▸ YOUR OBJECTIVE: Gather every line of the entries below that contains the word "white". Case matters, so match capitalization precisely.

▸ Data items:

* begin *

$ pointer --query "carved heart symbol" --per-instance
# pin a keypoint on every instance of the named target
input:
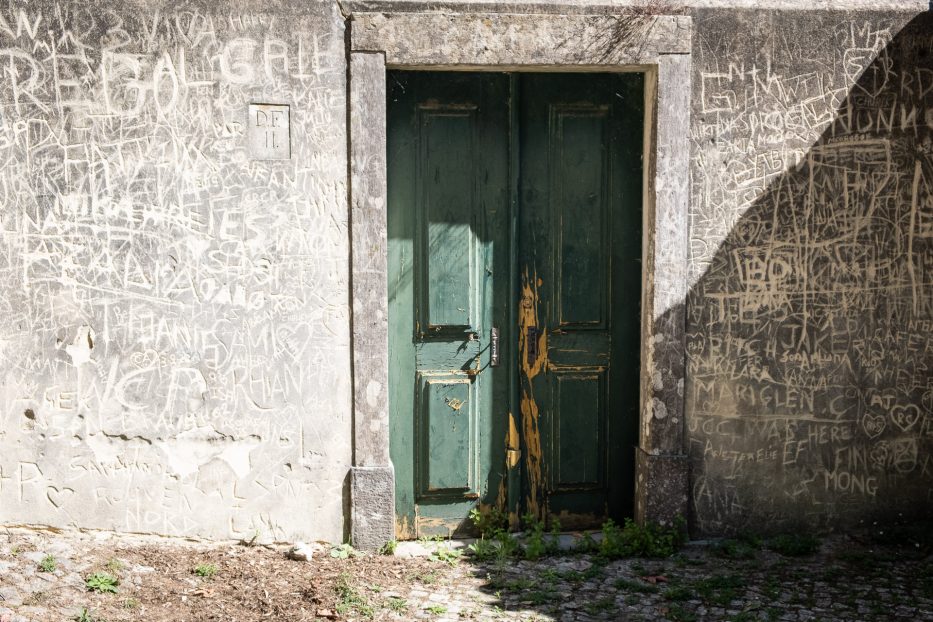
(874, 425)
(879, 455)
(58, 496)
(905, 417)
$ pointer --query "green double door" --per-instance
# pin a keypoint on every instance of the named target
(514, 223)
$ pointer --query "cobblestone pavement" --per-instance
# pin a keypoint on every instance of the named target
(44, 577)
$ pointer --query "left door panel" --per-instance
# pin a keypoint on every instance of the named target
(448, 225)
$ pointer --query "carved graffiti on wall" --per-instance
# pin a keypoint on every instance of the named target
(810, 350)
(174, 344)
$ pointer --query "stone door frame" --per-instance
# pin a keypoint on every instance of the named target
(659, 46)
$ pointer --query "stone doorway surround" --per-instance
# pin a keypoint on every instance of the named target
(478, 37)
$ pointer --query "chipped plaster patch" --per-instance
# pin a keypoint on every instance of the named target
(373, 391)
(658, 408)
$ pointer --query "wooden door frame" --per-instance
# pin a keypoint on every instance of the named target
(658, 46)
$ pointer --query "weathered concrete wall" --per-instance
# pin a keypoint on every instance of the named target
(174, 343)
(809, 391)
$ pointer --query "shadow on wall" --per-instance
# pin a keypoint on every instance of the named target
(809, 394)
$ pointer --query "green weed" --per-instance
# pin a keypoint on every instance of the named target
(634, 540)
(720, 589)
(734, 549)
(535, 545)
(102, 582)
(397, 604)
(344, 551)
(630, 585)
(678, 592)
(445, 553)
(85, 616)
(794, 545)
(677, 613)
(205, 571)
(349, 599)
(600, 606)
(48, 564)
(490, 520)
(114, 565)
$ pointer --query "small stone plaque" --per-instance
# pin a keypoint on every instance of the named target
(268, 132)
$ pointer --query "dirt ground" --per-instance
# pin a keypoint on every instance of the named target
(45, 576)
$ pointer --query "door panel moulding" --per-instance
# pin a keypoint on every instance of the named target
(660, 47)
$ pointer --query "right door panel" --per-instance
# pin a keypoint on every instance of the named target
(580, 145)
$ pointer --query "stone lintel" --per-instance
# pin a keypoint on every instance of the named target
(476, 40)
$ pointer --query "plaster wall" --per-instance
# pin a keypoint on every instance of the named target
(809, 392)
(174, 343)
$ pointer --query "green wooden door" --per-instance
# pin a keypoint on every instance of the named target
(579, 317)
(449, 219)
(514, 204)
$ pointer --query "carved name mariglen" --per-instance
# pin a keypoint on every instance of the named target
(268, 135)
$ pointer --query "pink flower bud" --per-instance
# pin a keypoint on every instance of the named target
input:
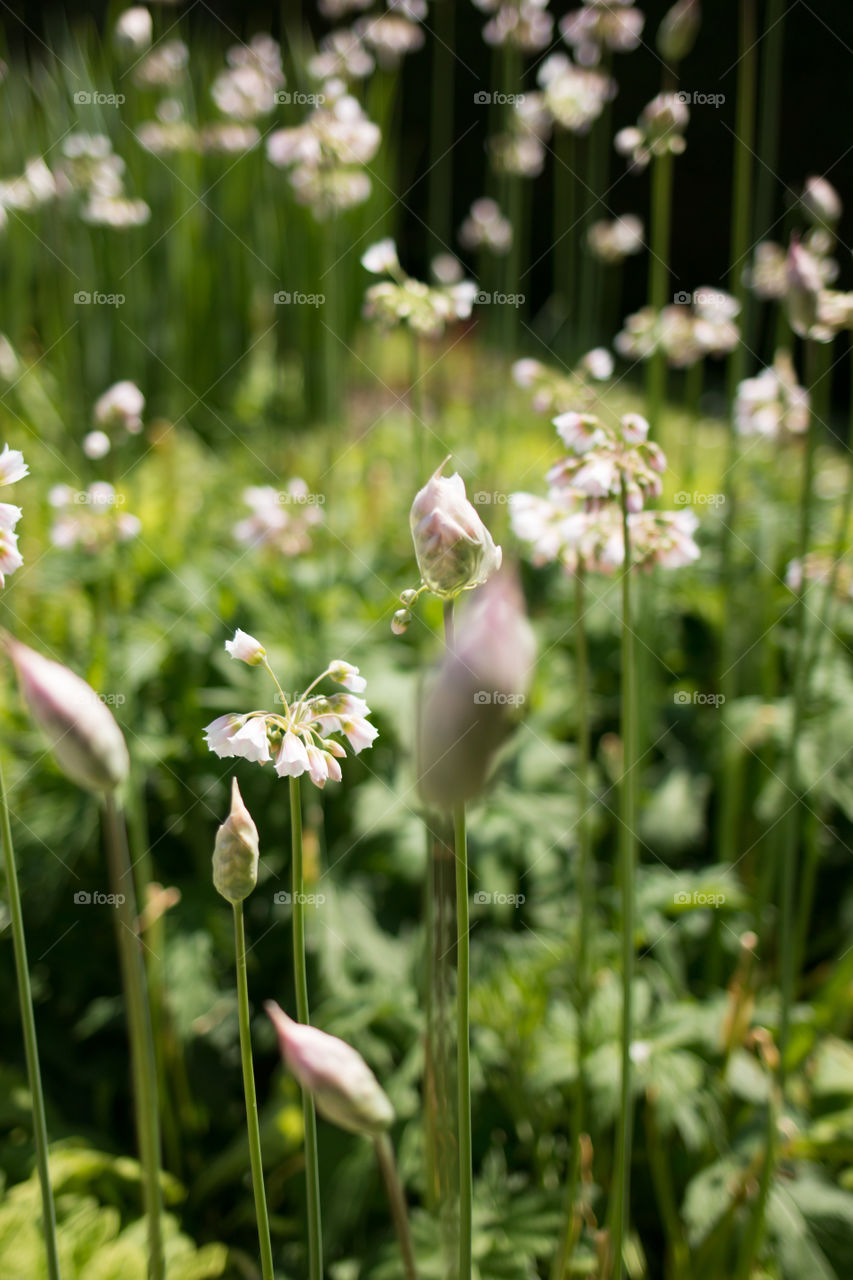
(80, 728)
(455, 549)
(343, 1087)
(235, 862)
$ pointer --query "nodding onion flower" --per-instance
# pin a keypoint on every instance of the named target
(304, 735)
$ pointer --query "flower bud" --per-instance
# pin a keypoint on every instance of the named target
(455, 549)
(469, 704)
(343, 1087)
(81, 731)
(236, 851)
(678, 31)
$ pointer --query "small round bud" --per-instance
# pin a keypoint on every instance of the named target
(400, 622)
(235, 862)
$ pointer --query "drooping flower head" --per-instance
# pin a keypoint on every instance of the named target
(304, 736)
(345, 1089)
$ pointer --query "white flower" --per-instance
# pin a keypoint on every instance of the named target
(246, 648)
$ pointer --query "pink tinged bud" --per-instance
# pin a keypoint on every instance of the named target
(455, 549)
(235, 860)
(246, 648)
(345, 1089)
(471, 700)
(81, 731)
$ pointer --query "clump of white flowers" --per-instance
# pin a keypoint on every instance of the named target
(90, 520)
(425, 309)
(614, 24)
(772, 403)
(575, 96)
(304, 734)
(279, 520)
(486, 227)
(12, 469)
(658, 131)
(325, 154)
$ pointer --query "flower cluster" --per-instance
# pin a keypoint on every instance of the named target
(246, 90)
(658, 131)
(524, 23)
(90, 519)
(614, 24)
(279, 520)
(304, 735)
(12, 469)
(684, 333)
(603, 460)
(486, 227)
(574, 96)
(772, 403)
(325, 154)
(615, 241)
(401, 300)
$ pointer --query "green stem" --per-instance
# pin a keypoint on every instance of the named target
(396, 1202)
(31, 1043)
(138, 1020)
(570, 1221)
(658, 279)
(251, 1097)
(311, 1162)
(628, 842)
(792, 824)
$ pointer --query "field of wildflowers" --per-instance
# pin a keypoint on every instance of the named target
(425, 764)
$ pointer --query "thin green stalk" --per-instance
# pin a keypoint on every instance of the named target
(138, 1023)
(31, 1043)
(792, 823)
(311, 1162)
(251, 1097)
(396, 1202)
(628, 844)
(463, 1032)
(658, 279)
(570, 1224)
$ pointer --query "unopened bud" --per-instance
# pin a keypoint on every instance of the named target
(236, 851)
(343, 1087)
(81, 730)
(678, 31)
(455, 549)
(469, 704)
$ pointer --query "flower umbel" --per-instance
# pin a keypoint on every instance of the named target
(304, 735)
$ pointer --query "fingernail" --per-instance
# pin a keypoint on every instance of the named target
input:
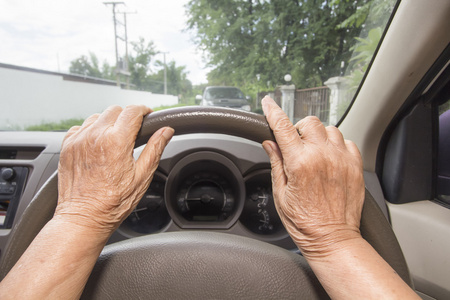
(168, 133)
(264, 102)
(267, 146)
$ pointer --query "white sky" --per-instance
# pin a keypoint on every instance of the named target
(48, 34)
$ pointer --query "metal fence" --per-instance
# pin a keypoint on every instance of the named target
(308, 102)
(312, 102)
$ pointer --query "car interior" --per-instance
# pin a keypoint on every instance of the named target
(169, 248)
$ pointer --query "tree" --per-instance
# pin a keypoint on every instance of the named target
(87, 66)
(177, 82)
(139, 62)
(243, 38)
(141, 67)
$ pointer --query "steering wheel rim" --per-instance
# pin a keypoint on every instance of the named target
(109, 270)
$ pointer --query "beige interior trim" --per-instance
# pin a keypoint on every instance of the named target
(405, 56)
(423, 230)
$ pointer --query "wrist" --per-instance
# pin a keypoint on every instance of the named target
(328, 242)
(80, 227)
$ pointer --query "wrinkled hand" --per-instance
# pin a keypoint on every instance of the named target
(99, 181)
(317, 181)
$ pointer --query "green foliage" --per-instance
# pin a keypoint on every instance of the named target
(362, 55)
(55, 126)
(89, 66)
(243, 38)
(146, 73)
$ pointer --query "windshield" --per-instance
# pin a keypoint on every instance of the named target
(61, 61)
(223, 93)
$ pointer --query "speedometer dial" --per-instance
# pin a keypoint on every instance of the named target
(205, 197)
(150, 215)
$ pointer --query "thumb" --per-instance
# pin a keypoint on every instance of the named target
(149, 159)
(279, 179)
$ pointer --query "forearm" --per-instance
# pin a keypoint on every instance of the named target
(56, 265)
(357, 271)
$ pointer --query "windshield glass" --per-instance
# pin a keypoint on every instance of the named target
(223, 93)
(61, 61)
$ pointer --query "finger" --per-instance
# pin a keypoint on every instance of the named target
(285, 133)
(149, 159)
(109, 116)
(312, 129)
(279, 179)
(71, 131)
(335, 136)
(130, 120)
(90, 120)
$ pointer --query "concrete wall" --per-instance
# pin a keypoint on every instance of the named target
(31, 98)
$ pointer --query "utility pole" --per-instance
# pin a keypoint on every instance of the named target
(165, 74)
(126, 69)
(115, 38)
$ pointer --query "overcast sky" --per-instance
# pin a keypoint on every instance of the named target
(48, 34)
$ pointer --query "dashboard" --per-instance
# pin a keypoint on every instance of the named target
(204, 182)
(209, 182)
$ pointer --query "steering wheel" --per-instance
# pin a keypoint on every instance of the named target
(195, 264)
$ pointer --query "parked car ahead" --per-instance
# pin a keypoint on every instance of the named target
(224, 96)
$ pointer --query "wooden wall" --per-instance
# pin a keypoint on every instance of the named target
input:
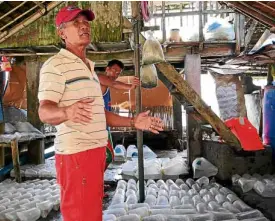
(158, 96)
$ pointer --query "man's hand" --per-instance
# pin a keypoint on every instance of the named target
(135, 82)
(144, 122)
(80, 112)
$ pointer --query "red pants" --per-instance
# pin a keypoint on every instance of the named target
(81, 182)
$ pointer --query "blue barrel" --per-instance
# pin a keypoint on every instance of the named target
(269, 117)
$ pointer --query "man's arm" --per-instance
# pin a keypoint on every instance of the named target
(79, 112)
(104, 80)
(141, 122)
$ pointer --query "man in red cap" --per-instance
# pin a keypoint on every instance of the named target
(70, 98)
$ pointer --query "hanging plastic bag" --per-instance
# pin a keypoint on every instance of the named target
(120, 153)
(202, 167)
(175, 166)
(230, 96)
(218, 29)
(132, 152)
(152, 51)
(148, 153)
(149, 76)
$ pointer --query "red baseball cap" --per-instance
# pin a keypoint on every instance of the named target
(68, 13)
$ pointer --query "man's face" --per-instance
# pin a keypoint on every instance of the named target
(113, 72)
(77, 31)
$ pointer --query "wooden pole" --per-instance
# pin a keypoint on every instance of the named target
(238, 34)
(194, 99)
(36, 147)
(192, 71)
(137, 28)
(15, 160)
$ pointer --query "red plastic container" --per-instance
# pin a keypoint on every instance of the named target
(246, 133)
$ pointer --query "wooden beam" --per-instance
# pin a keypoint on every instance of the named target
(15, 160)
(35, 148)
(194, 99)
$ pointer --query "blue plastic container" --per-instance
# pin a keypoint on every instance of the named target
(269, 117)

* end *

▸ FINAL RESULT:
$ pointer --query "white flower" --per-instance
$ pointer --query "clump of white flowers" --per-instance
$ pointer --query "white sky" --per-instance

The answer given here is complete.